| Task goal |
Please give again, word for word, the line that contains "Could you please spot the wooden plank" and every line after it to the end of the data, with no other lines.

| Record set |
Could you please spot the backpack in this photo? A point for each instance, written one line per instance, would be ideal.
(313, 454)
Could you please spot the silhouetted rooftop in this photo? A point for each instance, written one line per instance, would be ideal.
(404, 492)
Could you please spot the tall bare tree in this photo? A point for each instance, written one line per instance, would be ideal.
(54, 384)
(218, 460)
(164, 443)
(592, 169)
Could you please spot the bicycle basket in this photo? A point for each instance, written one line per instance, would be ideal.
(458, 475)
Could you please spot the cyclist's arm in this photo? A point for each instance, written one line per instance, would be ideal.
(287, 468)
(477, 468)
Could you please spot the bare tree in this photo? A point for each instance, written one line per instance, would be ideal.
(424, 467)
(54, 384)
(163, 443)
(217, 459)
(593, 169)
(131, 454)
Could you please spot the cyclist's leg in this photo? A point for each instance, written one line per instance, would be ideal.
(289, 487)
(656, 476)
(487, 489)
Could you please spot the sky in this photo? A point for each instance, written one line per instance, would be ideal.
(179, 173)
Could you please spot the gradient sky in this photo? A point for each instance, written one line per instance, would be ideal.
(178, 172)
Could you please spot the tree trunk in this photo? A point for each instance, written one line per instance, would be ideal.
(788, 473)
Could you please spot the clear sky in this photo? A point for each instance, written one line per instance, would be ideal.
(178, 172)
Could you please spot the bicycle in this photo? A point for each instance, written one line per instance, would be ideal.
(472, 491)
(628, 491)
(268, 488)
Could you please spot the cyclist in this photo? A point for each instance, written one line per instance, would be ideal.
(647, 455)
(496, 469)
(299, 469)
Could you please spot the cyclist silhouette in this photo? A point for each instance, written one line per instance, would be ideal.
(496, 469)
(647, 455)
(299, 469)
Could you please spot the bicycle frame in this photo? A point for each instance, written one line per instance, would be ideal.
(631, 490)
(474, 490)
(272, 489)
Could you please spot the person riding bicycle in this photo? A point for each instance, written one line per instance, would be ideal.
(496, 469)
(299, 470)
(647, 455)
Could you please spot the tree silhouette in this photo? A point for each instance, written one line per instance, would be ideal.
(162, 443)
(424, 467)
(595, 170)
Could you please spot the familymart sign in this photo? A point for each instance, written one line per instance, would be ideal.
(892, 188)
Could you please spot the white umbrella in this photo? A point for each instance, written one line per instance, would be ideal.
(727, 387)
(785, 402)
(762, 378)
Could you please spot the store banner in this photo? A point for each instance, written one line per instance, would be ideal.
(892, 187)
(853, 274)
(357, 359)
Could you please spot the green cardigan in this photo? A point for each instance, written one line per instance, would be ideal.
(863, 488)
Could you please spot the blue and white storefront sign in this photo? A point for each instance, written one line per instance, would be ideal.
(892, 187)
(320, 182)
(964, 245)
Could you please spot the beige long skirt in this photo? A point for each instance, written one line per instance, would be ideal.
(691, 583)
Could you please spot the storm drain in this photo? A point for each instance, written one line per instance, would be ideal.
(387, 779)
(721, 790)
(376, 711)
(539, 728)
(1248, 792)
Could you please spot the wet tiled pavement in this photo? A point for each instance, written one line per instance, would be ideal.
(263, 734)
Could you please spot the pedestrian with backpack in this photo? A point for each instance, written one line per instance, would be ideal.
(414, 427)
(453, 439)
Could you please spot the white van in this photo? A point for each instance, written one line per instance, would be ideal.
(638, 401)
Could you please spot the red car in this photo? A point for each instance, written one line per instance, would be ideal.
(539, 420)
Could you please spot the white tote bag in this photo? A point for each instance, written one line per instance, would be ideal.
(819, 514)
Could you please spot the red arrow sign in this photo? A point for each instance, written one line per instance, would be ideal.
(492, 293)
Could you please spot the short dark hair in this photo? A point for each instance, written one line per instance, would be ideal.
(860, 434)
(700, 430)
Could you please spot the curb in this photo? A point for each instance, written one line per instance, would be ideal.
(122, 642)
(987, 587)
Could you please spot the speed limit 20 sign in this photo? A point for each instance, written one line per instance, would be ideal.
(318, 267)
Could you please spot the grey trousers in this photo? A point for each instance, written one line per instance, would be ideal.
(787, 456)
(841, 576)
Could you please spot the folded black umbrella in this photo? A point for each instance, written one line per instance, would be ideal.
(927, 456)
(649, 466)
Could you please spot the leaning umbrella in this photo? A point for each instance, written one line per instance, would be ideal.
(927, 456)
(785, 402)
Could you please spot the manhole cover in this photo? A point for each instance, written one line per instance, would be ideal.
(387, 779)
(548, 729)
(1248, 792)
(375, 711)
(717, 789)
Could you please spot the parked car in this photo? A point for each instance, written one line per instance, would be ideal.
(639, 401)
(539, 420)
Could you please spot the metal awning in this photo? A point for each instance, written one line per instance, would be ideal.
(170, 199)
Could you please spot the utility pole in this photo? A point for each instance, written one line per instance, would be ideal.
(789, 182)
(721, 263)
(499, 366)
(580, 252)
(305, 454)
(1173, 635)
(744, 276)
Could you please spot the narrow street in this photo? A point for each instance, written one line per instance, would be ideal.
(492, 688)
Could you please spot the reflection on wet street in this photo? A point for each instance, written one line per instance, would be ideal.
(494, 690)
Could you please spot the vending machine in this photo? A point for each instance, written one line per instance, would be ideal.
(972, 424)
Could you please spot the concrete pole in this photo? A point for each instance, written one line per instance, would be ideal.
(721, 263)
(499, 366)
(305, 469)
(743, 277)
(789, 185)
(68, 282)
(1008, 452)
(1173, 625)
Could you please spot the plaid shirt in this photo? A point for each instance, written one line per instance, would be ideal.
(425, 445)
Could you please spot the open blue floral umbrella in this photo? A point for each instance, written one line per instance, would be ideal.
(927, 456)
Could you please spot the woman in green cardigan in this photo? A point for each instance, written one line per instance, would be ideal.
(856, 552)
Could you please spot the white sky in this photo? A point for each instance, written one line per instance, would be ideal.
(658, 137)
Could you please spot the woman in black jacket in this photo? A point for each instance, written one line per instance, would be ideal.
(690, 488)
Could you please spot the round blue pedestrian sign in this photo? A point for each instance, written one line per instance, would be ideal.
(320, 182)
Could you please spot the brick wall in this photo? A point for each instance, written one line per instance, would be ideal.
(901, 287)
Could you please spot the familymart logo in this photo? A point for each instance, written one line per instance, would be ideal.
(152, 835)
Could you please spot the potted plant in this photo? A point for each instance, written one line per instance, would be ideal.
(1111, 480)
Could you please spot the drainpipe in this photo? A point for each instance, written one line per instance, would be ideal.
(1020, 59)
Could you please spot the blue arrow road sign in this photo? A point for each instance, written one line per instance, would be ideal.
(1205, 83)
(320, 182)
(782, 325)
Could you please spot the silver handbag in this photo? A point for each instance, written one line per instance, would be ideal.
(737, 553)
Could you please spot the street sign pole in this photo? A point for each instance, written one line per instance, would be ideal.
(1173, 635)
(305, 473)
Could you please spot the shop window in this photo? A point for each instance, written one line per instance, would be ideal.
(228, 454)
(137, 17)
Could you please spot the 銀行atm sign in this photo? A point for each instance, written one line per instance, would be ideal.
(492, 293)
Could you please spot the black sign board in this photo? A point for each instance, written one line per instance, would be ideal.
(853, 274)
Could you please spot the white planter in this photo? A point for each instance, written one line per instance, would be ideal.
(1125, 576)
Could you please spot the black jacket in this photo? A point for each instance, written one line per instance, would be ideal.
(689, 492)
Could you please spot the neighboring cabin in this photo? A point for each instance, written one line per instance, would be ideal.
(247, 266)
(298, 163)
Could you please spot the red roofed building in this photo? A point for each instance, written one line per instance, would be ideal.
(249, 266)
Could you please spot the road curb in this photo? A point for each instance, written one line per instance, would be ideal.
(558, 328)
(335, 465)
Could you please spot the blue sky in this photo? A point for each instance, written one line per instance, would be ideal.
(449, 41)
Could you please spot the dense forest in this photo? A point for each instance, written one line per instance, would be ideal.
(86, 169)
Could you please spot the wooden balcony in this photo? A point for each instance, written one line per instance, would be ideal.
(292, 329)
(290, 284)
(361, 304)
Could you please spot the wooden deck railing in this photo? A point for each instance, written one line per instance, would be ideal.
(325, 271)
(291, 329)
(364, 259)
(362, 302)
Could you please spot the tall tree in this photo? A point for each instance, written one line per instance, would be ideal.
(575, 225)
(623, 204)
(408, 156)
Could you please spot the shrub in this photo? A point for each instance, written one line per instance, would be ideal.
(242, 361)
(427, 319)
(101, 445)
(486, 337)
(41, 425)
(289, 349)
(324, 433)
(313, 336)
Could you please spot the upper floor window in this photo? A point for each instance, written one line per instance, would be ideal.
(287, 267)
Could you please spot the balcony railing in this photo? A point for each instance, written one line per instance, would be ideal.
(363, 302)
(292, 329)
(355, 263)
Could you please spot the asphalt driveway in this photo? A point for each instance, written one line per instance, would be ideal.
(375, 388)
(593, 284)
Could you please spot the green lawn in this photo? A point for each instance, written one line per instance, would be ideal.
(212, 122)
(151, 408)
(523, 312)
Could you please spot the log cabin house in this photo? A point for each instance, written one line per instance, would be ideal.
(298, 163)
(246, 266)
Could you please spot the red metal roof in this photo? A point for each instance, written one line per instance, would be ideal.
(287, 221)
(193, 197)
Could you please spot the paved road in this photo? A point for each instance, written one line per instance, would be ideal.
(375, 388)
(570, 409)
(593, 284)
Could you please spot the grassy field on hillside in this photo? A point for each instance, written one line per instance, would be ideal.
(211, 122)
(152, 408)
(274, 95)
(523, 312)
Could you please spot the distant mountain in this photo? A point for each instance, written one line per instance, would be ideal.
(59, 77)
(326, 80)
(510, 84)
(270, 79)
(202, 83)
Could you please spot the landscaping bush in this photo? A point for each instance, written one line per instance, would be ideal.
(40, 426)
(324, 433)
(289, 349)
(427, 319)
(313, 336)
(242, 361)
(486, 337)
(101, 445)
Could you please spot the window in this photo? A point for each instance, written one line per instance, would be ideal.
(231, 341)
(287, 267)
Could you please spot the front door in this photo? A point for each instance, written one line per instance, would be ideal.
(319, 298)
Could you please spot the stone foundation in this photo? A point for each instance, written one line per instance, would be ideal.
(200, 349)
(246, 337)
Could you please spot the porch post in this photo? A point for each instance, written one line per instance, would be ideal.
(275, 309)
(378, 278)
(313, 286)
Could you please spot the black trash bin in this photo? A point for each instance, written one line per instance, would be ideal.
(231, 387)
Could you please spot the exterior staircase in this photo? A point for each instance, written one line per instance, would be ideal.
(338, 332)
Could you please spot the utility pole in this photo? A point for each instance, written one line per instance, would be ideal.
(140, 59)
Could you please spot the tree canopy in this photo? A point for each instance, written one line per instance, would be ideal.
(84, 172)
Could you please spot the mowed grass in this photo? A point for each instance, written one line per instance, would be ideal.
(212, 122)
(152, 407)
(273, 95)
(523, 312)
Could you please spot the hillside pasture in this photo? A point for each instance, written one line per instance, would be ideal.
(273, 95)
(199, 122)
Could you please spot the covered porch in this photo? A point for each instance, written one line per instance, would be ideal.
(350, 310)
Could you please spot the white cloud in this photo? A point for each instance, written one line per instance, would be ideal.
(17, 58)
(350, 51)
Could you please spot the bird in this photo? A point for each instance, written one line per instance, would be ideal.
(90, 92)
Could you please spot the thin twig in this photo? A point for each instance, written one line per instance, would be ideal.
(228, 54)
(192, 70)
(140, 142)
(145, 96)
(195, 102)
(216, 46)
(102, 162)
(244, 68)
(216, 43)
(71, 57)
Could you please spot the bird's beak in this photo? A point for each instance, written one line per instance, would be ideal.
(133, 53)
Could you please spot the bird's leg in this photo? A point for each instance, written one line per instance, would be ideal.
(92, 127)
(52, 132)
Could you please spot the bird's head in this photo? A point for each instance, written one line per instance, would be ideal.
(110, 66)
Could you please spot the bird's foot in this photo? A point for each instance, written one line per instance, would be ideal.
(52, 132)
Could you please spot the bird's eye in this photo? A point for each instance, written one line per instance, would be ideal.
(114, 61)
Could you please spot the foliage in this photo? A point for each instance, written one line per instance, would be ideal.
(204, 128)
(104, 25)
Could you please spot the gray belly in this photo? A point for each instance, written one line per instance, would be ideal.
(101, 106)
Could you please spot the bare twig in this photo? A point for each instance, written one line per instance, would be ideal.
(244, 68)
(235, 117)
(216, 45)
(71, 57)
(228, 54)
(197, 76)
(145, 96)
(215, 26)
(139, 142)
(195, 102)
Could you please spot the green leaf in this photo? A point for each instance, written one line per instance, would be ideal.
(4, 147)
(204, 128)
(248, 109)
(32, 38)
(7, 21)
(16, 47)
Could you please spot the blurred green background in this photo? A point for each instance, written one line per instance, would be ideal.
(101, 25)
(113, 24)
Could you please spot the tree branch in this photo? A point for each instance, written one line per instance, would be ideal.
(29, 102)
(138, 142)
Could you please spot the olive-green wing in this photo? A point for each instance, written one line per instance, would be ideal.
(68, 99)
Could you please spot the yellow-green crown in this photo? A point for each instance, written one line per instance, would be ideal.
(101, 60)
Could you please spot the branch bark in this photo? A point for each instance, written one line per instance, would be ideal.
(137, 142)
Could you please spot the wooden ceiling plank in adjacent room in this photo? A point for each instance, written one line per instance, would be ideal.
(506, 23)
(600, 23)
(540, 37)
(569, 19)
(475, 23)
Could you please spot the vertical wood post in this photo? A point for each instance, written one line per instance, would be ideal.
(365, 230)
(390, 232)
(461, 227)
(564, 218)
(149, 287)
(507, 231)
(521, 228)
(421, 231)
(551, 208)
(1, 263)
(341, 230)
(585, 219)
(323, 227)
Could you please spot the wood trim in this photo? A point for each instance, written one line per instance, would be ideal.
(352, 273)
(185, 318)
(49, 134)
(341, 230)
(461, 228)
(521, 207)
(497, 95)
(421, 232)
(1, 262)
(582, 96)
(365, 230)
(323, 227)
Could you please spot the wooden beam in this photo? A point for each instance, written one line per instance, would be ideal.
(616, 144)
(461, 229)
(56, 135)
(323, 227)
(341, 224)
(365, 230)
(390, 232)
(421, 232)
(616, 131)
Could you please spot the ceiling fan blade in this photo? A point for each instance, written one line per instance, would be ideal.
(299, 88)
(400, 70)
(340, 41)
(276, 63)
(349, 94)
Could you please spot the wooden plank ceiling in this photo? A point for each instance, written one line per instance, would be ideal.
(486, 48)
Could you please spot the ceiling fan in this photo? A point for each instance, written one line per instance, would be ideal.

| Solved problem |
Could you please spot the wooden plank ceiling in this photo? A point for each instance, written one line per instance, would be ideal.
(486, 48)
Could you please spot the ceiling fan in this photo? A point for each instance, written one line per instance, would be ideal.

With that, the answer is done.